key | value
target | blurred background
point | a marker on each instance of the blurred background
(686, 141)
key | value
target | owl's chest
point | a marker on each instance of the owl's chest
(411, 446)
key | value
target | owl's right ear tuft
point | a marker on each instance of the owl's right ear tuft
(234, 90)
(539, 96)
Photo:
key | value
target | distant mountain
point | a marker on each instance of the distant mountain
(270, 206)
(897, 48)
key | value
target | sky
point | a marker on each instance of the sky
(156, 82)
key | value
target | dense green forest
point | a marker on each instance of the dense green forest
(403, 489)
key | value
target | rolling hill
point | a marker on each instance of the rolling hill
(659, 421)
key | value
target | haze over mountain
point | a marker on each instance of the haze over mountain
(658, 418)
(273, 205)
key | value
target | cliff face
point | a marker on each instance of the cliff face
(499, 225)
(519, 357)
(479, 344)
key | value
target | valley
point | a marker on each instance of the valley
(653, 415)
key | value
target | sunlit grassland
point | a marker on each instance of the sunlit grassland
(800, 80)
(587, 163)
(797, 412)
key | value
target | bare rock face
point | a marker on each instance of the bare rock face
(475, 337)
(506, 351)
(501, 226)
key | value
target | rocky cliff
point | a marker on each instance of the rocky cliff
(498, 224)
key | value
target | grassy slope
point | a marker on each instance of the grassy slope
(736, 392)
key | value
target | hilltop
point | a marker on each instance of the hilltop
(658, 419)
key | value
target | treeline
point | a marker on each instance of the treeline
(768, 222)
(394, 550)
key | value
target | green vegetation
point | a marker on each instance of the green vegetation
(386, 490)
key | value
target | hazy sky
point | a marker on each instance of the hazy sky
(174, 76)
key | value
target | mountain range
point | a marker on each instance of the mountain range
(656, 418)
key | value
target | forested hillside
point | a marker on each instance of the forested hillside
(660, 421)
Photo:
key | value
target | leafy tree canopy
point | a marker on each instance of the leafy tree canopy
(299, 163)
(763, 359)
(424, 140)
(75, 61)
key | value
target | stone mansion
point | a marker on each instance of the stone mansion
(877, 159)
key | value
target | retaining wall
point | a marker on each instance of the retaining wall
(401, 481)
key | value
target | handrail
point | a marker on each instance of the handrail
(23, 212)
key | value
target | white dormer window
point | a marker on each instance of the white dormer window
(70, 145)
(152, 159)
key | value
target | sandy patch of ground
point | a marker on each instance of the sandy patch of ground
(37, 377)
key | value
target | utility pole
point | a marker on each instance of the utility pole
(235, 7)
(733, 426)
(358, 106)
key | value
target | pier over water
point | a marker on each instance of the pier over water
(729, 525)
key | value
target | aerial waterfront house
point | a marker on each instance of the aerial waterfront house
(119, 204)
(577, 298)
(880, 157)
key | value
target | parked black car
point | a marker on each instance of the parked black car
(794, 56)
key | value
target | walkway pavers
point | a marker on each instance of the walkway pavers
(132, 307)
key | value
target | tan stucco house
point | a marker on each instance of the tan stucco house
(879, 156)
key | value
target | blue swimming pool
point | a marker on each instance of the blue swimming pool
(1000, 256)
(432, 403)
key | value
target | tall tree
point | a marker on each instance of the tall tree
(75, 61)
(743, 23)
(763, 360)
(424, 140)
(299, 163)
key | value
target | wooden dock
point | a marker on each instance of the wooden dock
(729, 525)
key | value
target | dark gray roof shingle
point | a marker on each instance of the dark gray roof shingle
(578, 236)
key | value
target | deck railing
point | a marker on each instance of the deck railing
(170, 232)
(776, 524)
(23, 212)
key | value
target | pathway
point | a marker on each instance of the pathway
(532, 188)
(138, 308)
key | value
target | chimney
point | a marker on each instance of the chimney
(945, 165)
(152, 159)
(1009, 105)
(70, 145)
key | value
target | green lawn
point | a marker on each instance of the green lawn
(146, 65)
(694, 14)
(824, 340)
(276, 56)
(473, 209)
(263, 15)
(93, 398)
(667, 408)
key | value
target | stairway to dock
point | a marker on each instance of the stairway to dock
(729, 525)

Instructions to follow – Copy every line exactly. Leave nothing out.

Result of this exercise –
key | value
target | blurred background
point | a marker on each instance of the blurred background
(686, 141)
key | value
target | owl's chest
point | a marker on each instance of the owl's chest
(411, 446)
key | value
target | owl's right ear tuft
point | a marker on each instance of the owl's right ear tuft
(234, 90)
(539, 96)
Photo:
key | value
target | distant mountain
point | a marker on each instance of the distant mountain
(270, 206)
(897, 48)
key | value
target | sky
point | a marker on each instance of the sky
(156, 82)
key | value
target | dense green forest
point | a marker on each instance of the dense green forest
(403, 489)
key | value
target | rolling hill
point | a marker on each instance of the rolling hill
(659, 421)
key | value
target | haze over mountain
point | a marker on each instance of the haze over mountain
(658, 418)
(273, 205)
key | value
target | cliff face
point | a marker on each instance of the cliff face
(499, 225)
(519, 357)
(479, 344)
key | value
target | valley
point | a marker on each instance of the valley
(653, 415)
key | value
target | sunlit grassland
point | a marker on each instance of the sunlit grassland
(800, 80)
(587, 163)
(797, 412)
key | value
target | bare rock face
point | a marker on each instance of the bare rock face
(475, 337)
(506, 351)
(501, 226)
key | value
target | rocky cliff
point | a marker on each instance of the rocky cliff
(498, 224)
key | value
target | grassy slope
point | a marker on each instance of the grassy slope
(736, 392)
key | value
target | hilltop
point | a marker on each instance of the hilltop
(658, 419)
key | value
target | treeline
point | a marker on each instance of the treeline
(768, 222)
(394, 550)
key | value
target | green vegetation
point | a marker on each instance of the green vegetation
(386, 490)
key | value
target | hazy sky
point | a marker on each instance of the hazy sky
(174, 76)
key | value
target | mountain range
point | a marker on each instance of the mountain range
(656, 418)
key | value
target | forested hillside
point | a marker on each instance of the forested hillside
(660, 421)
Photo:
key | value
target | leafy tree canopy
point | a marker on each instance of the leafy tree canopy
(299, 163)
(763, 359)
(424, 140)
(75, 61)
key | value
target | stone mansion
point | a marker on each instance of the stone mansion
(877, 159)
key | value
target | retaining wall
point | a marker on each instance of the retaining wall
(401, 481)
key | value
target | handrail
point | a marker on each instance of the handrail
(23, 212)
key | value
target | white dormer window
point | a marker on each instance of the white dormer window
(70, 145)
(152, 159)
key | value
target | sandy patch of ground
point | a marker on each instance of the sandy patch of ground
(37, 377)
key | value
target | utility pole
point | a marker on each instance of the utility pole
(235, 7)
(733, 426)
(358, 106)
key | value
target | pier over water
point | a marker on each instance of the pier over water
(729, 525)
key | value
target | aerial waterfront house
point | a marker on each instance of the aerial waterfront house
(119, 204)
(577, 298)
(880, 157)
key | value
target | parked black car
point | a marker on each instance of the parked black car
(794, 56)
key | value
target | walkway pavers
point | a marker on each instance of the walkway pavers
(132, 307)
key | value
target | tan stucco house
point | a marker on each instance of the tan stucco house
(879, 156)
key | value
target | blue swimming pool
point | a marker on each instance of the blue swimming pool
(1000, 256)
(432, 403)
key | value
target | tall tree
point | a marker on each instance of the tall tree
(75, 61)
(743, 23)
(763, 360)
(424, 140)
(299, 163)
key | value
target | wooden dock
point | a marker on each instance of the wooden dock
(729, 525)
key | value
target | dark gray roof shingle
point | a marker on each instance of the dark gray roof shingle
(578, 236)
key | value
target | deck railing
point | a marker on each instance of the deck railing
(170, 232)
(776, 524)
(23, 212)
key | value
target | pathway
point | a marker on each instance of the pathway
(532, 188)
(138, 308)
key | value
target | chimney
point | a marker on each instance of the chimney
(945, 165)
(152, 159)
(1009, 105)
(70, 145)
key | value
target | green lawn
point | a marker on each instance of the green lawn
(146, 65)
(694, 14)
(824, 340)
(276, 56)
(473, 209)
(263, 15)
(93, 398)
(667, 408)
key | value
target | stairway to dock
point | a marker on each instance of the stairway to dock
(729, 525)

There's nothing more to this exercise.